## TASK STATEMENT:
Could you extract every line of the listing below and reproduce each one unchanged?

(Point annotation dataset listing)
▼▼▼

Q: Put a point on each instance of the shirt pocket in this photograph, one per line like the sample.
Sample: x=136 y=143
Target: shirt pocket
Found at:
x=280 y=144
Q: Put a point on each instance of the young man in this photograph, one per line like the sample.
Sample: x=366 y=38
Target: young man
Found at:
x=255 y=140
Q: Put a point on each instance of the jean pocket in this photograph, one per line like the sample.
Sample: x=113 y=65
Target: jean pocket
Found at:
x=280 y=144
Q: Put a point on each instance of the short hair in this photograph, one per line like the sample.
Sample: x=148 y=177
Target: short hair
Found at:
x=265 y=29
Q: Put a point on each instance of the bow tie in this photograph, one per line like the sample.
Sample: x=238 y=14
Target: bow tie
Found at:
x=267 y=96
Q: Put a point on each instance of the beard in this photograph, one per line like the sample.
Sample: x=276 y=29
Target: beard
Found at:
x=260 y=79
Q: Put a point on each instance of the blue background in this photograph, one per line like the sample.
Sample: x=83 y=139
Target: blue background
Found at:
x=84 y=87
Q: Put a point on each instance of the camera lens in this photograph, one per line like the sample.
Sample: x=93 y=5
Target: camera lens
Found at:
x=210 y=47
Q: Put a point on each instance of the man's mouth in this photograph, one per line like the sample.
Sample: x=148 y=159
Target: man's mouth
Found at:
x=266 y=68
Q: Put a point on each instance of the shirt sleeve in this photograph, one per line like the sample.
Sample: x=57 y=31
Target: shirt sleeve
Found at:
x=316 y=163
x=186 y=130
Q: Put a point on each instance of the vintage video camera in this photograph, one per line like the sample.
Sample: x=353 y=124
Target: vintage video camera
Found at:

▲▲▲

## RESPONSE FOR THIS EXERCISE:
Q: Put a point on each instance of the shirt pocket in this photograph, one per line like the sample.
Sample: x=136 y=143
Target: shirt pocket
Found at:
x=280 y=144
Q: Put a point on each instance of the young man in this photograph, one per line like the sample.
Sample: x=366 y=38
Target: young man
Found at:
x=255 y=140
Q: Put a point on each instance of the jean pocket in this photograph, one per line like the sample.
Sample: x=113 y=65
Target: jean pocket
Found at:
x=280 y=144
Q: Put a point on each instance of the short hair in this photograph, one per line like the sample.
Sample: x=148 y=177
Target: short hair
Found at:
x=265 y=29
Q: Put a point on each instance of the bow tie in this photograph, one per line like the sample.
Sample: x=238 y=14
Target: bow tie
Found at:
x=267 y=96
Q: Put a point on each instance of the beard in this photograph, one per line like the sample.
Sample: x=276 y=29
Target: beard
Found at:
x=260 y=79
Q: Put a point on each instance of the blue background in this photograph, one per line like the sample.
Sample: x=83 y=139
Target: blue background
Found at:
x=84 y=87
Q: Put a point on each instance of the camera lens in this photograph, one per line like the sample.
Sample: x=93 y=5
Target: camera lens
Found at:
x=210 y=47
Q: Put a point on each instance of the man's mouth in this photograph, one per line like the sample.
Sample: x=148 y=159
Target: man's mouth
Found at:
x=266 y=68
Q: Put a point on each instance of the shirt sleeve in this photograph, one per line like the sample.
Sample: x=57 y=31
Target: shirt sleeve
Found at:
x=316 y=163
x=186 y=130
Q: Put a point on each instance of the vintage video camera in this photograph, one per line like the sample.
Sample: x=353 y=124
Target: vintage video camera
Found at:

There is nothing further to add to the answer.